#### Exercice écrit:
Reprenez le passage du texte sur les trolls allant de "Cela dit, un" à "score de 4,8%.", en substituant "vote" à "scrutin".

Zemmouriens, cyniques, nihilistes, identitaires... Les trolls sont l'incarnation de la diversité !
Selon lui, la tribu se divise en deux catégories : les militants et les autres qui ne se privent pas de se moquer des "patriobeaufs". Les trolls interrogés le confirment, ils ne forment pas un clan uni, échangent entre eux et ne se coordonnent pas même si, à la longue, ils adoptent des références communes.
"On veut faire monter notre Queen Sandrine"
Cela dit, un projet semble faire l’unanimité : "On veut faire monter notre Queen Sandrine Rousseau au sommet. Si aujourd’hui elle est deuxième à la primaire d’EELV, c’est parce que l’on a œuvré en ce sens", expose le serial twittos qui soutient que les comptes parodiques auraient contribué à inviter de faux électeurs à la primaire EELV pour faire gagner leur "idole" qualifiée au second tour avec 2 000 voix d’avance. Si, pour certains, il s’agit de "se marrer" et de "ridiculiser le wokisme aux yeux du plus grand nombre", pour d’autres, l’objectif était de plomber la candidature EELV, d’enfermer la gauche dans une niche et de créer une contre-offensive réac. Impossible toutefois d’établir leur influence réelle sur le scrutin. Toujours est-il que Yannick Jadot n'est pas parvenu à attirer un électorat modéré au premier tour, en témoigne son score de 4,8%.

#### Extrait de données:
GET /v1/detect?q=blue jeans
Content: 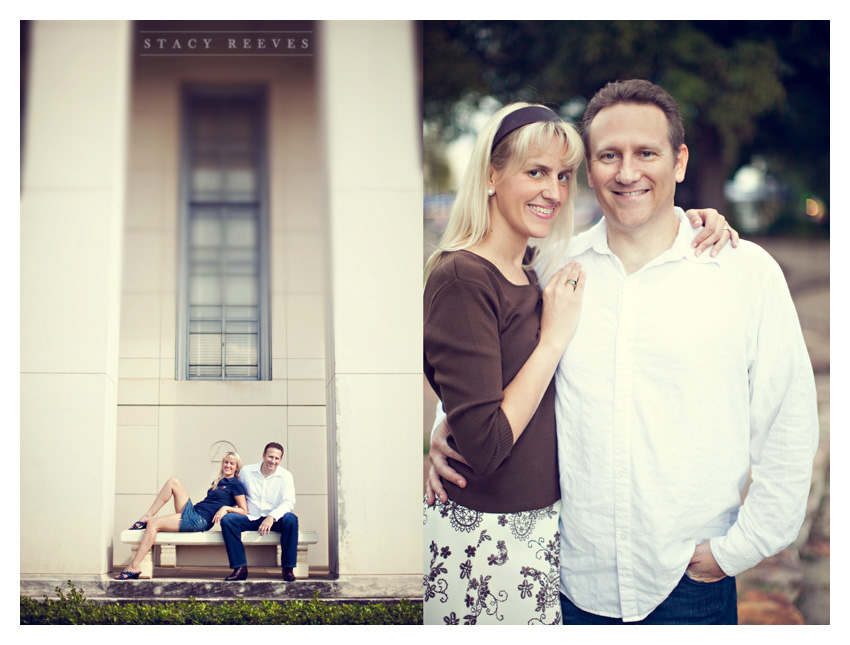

#### Corrigé:
Cela dit, un projet semble faire l’unanimité : "On veut faire monter notre Queen Sandrine Rousseau au sommet. Si aujourd’hui elle est deuxième à la primaire d’EELV, c’est parce que l’on a œuvré en ce sens", expose le serial twittos qui soutient que les comptes parodiques auraient contribué à inviter de faux électeurs à la primaire EELV pour faire gagner leur "idole" qualifiée au second tour avec 2 000 voix d’avance. Si, pour certains, il s’agit de "se marrer" et de "ridiculiser le wokisme aux yeux du plus grand nombre", pour d’autres, l’objectif était de plomber la candidature EELV, d’enfermer la gauche dans une niche et de créer une contre-offensive réac. Impossible toutefois d’établir leur influence réelle sur le vote. Toujours est-il que Yannick Jadot n'est pas parvenu à attirer un électorat modéré au premier tour, en témoigne son score de 4,8%.